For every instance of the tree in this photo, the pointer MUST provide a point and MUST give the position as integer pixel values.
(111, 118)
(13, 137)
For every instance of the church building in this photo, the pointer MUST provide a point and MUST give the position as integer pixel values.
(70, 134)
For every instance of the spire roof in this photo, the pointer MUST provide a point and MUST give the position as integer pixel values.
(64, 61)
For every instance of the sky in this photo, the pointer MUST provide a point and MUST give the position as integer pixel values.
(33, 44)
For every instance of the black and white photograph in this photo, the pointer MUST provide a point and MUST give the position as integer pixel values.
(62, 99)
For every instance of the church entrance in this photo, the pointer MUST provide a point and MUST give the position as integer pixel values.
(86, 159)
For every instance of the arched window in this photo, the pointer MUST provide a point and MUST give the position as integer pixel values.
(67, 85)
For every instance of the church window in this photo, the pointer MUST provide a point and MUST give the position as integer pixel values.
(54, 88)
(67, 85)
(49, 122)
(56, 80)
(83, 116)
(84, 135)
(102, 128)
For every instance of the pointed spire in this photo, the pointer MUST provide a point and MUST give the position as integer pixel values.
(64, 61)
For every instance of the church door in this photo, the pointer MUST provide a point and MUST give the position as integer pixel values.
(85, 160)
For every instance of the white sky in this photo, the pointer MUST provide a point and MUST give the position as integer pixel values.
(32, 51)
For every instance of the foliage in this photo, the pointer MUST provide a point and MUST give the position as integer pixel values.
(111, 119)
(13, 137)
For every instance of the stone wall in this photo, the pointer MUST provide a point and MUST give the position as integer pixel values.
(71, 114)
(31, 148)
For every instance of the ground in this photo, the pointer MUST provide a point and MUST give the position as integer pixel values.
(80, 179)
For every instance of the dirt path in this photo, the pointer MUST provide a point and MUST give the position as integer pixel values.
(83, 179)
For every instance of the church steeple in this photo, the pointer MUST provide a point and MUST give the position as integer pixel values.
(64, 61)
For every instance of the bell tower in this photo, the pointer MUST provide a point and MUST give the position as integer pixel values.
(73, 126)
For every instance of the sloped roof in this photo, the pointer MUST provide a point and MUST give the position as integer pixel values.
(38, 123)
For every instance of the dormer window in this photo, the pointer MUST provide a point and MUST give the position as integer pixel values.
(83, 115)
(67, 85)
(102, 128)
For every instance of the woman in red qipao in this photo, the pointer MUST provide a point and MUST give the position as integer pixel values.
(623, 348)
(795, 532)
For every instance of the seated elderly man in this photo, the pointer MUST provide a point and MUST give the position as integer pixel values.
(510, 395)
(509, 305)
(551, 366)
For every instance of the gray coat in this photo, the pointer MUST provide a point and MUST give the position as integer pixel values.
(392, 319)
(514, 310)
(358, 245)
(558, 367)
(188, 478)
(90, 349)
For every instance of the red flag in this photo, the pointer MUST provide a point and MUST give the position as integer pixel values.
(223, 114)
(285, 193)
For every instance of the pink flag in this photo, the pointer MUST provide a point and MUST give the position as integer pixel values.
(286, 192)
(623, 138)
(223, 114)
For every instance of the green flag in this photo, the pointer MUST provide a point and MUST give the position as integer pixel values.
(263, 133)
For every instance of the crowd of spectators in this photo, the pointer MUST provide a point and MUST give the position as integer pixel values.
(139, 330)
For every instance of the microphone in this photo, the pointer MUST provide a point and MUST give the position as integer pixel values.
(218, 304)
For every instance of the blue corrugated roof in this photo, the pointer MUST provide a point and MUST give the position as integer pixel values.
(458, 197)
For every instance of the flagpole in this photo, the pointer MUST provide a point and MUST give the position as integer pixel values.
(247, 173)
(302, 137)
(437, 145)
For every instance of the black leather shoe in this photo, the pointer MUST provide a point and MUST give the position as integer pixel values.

* * *

→ **STATED GOAL**
Copy out the whole listing above word for word, from its first line to its last.

→ **EXERCISE SOLUTION**
For every instance of the tree in this photo, the pointer MUST provide a point and MUST give the position as integer pixel values.
(111, 118)
(13, 137)
For every instance of the church building in this photo, the pointer MUST provide a point and MUST give the position as integer pixel values.
(70, 134)
For every instance of the spire roof in this photo, the pointer MUST provide a point and MUST give the position as integer pixel values.
(64, 61)
For every instance of the sky in this photo, the pointer MUST provide a point and MUST give the position as integer pixel values.
(33, 44)
For every instance of the black and white photograph in this photo, the pointer MUST provide a point and MUST give the position as integer pixel values.
(62, 99)
For every instance of the church entrance in this photo, the pointer MUST provide a point and MUST give the position as integer pixel values.
(86, 159)
For every instance of the arched window in this photo, the pointer MUST provide a point and MUST give the position as integer pixel values.
(67, 85)
For every instance of the church window in this photo, the pointer MUST provide a point and MUST give the position as integer pixel values.
(54, 88)
(67, 85)
(49, 122)
(56, 80)
(83, 116)
(84, 135)
(102, 128)
For every instance of the pointed spire in this photo, the pointer MUST provide a point and MUST give the position as integer pixel values.
(64, 61)
For every instance of the church door in this photo, the pointer MUST provide a point and MUST give the position as integer pixel values.
(85, 160)
For every instance of the white sky in this photo, the pointer MUST provide a point and MUST give the position as integer pixel values.
(32, 51)
For every instance of the foliage in this photo, the pointer MUST provide a point and MUST give the position as integer pixel values.
(111, 119)
(13, 137)
For every instance of the stone wall in this photo, the pointer MUST provide a point and MUST give the position as integer pixel values.
(71, 114)
(31, 148)
For every instance of the ground in this photo, the pointer MUST provide a point and MUST give the position as integer pixel values.
(80, 179)
For every instance of the dirt path in this photo, the pointer MUST provide a point and MUST give the position as integer pixel values.
(83, 179)
For every instance of the church steeple in this photo, the pointer MUST provide a point and MUST give the position as integer pixel values.
(64, 61)
For every instance of the bell tower in this photo, the pointer MUST provide a point and MUST give the position as integer pixel values.
(73, 126)
For every instance of the sloped roof in this photo, the pointer MUST provide a point and MUST give the position as integer pixel values.
(38, 123)
For every instance of the dormer window in this photo, the pointer MUST provide a point and MUST give the position as integer pixel values.
(83, 115)
(67, 85)
(102, 128)
For every instance of the woman in red qipao in this photo, the pointer MUST provide a point and MUST give the position as integer pixel values.
(623, 348)
(795, 532)
For every instance of the seated elderly man in this photo, the pointer MUST provide a point and MUST give the position as integer pixel values.
(510, 395)
(509, 305)
(551, 366)
For every instance of the gray coat in this photo, the pointer MUST provide a point and MUST give the position as integer pixel values.
(392, 319)
(514, 310)
(358, 245)
(558, 367)
(188, 478)
(90, 349)
For every instance of the red flag in this photo, the pointer MUST provide a point and MUST give the position as integer pixel values.
(223, 114)
(285, 193)
For every instance of the pink flag in this photo, the pointer MUST provide a point and MUST give the position as integer pixel values.
(286, 192)
(623, 138)
(223, 114)
For every instance of the green flag in this photo, the pointer MUST provide a point and MUST give the position as integer pixel values.
(263, 133)
For every instance of the crowd of spectators in this photo, the pointer MUST provide a point and MUST give the position as integer pixel values.
(139, 330)
For every instance of the microphone in this photo, the pointer MUST provide a point and MUST give the position as integer pixel values.
(218, 304)
For every instance of the blue corrugated roof in this photo, the pointer MUST provide a point and MUST give the position as integer pixel values.
(458, 197)
For every instance of the flagpole in this photo, the pointer MUST provide a point and MUST give the position as integer pixel values.
(247, 173)
(302, 137)
(437, 145)
For every instance of the black leather shoe in this photo, the pointer MUST provide a point and MUST give the position as integer pixel values.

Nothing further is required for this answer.